» **Input material**:
======
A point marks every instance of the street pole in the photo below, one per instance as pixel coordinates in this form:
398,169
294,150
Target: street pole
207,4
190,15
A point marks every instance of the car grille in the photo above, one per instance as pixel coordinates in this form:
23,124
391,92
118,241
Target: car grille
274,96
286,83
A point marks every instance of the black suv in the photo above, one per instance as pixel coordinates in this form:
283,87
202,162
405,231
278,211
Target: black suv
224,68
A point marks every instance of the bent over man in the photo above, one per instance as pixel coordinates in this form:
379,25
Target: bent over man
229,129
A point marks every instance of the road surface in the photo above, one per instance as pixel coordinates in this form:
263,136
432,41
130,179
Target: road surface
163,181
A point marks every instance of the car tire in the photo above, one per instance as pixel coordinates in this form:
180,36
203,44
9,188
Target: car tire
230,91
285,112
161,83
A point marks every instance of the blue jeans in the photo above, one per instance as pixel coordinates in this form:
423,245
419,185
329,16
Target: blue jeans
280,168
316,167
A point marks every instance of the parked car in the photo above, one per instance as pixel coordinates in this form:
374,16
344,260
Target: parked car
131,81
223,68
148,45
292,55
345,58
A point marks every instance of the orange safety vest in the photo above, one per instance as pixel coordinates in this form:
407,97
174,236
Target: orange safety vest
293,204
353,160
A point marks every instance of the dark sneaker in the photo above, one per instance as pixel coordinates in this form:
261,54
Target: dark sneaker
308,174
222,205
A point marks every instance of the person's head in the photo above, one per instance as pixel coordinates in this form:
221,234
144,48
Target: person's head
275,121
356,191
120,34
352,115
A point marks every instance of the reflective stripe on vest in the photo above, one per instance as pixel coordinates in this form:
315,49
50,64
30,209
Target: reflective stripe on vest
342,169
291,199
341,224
======
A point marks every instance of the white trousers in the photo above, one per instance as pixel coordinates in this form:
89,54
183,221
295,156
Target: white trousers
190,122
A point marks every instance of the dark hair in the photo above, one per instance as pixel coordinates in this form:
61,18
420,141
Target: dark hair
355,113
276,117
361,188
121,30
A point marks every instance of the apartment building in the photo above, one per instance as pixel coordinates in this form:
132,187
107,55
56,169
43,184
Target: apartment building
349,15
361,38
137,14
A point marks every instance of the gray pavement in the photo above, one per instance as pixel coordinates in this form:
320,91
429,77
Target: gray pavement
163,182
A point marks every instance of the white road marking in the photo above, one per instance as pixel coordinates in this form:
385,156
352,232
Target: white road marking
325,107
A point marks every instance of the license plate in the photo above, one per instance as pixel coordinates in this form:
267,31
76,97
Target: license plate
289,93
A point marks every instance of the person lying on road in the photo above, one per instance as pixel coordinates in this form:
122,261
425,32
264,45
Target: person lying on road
======
» **Exercise brief**:
How many lines in the listing above contain the string "blue"? Reply with the number alone.

» **Output below**:
2